═════ Supplied records ═════

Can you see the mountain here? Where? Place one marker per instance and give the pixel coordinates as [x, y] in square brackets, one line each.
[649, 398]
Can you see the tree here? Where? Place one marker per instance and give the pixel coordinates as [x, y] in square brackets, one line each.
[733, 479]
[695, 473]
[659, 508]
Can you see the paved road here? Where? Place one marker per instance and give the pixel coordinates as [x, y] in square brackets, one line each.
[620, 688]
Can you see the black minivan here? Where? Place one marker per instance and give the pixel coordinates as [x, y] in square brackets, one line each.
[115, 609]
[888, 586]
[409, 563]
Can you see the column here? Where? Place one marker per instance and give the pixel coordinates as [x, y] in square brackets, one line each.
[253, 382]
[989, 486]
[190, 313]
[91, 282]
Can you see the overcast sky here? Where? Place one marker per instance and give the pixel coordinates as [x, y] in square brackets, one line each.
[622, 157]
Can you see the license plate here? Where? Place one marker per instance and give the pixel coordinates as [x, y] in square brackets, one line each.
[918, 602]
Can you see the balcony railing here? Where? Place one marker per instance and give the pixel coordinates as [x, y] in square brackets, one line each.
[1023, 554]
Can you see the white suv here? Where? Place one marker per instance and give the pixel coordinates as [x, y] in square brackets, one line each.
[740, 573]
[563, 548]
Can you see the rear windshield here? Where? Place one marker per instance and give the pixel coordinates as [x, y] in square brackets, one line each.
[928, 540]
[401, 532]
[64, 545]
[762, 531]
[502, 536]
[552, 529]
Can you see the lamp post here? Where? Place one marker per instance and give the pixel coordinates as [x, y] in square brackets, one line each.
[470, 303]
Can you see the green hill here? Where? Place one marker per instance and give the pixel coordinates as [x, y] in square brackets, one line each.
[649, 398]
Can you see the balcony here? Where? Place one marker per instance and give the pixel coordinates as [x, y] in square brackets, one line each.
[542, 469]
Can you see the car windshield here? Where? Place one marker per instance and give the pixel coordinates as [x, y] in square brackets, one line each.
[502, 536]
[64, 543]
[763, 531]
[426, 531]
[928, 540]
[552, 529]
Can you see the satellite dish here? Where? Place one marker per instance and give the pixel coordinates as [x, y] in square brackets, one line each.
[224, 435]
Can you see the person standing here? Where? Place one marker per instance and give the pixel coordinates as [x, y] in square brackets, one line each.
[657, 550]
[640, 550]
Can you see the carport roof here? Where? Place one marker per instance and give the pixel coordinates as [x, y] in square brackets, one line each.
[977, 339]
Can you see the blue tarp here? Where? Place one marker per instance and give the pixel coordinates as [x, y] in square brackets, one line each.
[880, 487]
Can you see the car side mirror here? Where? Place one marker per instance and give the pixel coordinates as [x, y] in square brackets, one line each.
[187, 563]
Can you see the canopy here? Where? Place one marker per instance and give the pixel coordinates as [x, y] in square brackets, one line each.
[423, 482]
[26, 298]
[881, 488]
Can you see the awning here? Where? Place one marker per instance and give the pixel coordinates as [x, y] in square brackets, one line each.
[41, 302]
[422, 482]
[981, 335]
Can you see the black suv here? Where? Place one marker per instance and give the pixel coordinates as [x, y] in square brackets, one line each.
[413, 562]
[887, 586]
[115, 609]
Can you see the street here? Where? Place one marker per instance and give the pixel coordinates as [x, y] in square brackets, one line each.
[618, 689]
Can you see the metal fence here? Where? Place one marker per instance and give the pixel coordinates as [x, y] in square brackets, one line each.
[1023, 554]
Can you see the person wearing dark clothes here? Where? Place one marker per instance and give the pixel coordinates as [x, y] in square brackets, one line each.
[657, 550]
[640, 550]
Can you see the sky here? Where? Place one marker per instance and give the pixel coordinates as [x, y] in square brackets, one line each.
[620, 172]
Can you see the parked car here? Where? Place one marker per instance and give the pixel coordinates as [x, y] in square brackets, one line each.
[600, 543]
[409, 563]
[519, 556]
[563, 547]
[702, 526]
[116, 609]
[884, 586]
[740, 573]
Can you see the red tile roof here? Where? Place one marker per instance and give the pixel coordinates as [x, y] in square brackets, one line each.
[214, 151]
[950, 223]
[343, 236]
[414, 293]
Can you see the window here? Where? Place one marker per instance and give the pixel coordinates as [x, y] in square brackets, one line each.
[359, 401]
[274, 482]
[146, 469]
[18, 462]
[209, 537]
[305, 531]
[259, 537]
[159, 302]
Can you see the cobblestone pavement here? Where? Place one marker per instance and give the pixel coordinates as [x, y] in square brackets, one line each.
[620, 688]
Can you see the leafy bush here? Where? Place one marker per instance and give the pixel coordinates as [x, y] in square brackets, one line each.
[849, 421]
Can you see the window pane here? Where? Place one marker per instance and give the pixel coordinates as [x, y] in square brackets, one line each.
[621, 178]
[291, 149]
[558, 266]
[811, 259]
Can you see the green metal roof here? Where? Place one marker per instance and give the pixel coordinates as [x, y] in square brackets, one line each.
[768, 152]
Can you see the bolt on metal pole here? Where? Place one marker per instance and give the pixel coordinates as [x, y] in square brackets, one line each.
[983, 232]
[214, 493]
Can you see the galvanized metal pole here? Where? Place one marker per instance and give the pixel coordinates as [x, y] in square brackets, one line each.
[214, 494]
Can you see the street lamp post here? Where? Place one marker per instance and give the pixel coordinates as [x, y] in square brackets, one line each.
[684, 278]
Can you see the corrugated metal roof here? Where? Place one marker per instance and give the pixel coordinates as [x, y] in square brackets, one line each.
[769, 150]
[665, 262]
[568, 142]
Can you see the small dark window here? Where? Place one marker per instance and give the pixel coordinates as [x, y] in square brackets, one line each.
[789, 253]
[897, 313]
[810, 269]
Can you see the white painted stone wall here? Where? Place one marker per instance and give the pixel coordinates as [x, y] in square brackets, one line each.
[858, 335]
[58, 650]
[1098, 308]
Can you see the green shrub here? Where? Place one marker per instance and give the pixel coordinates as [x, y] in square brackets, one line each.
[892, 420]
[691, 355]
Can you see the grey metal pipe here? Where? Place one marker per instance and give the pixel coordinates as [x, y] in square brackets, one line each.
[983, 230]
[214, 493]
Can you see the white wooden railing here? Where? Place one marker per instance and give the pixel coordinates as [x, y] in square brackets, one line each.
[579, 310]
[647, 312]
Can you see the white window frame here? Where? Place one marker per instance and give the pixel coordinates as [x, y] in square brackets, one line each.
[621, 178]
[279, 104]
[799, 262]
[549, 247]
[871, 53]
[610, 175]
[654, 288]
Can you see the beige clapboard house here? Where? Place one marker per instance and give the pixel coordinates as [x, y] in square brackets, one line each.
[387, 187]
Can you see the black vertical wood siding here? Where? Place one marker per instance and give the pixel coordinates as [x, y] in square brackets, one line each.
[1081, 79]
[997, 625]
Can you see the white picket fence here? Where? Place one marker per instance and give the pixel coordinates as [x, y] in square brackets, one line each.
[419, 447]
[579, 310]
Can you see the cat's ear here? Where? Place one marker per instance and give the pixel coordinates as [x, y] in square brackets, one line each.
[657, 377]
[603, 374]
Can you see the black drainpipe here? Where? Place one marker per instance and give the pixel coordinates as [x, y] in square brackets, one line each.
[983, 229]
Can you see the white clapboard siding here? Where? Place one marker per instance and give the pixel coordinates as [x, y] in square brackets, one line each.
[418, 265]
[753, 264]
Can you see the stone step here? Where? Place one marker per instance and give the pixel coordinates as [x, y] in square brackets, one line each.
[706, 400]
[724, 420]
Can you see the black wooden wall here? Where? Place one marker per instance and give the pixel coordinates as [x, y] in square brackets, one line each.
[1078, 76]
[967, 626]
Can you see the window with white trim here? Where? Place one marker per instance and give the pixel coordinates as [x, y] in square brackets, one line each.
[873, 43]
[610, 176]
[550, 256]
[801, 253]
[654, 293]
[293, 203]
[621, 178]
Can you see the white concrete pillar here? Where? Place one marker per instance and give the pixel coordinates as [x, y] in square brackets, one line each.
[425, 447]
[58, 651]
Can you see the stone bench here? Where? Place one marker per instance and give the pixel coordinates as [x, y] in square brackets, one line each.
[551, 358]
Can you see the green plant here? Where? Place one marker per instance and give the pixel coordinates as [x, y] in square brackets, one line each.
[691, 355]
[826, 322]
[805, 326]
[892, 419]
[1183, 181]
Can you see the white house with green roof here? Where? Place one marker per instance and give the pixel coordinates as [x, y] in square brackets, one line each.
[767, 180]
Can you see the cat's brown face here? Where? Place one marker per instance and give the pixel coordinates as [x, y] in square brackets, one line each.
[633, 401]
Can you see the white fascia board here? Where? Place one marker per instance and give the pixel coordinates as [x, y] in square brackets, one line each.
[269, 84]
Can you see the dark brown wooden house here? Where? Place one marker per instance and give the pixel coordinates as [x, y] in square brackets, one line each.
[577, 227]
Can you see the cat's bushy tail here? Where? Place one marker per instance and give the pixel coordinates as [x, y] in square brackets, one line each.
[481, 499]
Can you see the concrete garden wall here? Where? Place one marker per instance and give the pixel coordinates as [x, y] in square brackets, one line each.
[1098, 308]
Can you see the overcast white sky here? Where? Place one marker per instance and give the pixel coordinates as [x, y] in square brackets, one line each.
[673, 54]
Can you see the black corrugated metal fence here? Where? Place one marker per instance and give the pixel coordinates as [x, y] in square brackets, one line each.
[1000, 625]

═════

### To be done
Extract, verbatim, the lines from the one containing "Can you see the cat's brown" through the last line of the listing above.

### Answer to the task
Can you see the cat's brown face here? Where? Place one marker per instance and give the pixel coordinates as [x, y] in square brackets, one line each.
[633, 401]
Can you see the white fascia board here? Where? Place one marker per instance and give the pixel coordinates as [x, y] in square brackets, one line each.
[269, 84]
Can you see the dark brown wooden house here? Where? Place one marker per instance and give the pixel coordinates as [x, y] in square brackets, one line each.
[577, 227]
Can you see the cat's bushy tail here? Where? Place one marker per instance and give the pixel coordinates as [x, y] in square brackets, one line each.
[481, 499]
Can you see the concrete garden wall here? Where? Place one marker per instance and give the pixel coordinates as [x, y] in square brackets, one line each.
[1098, 308]
Can you see the overcast white sky here? Where? Place one marker per instance and give the pixel coordinates as [x, y] in square brackets, one line each.
[673, 54]
Can you see the black corrugated metal fence here? Where? Place one marker per instance and give the pixel coordinates as [x, y] in square brackets, one line each.
[1000, 625]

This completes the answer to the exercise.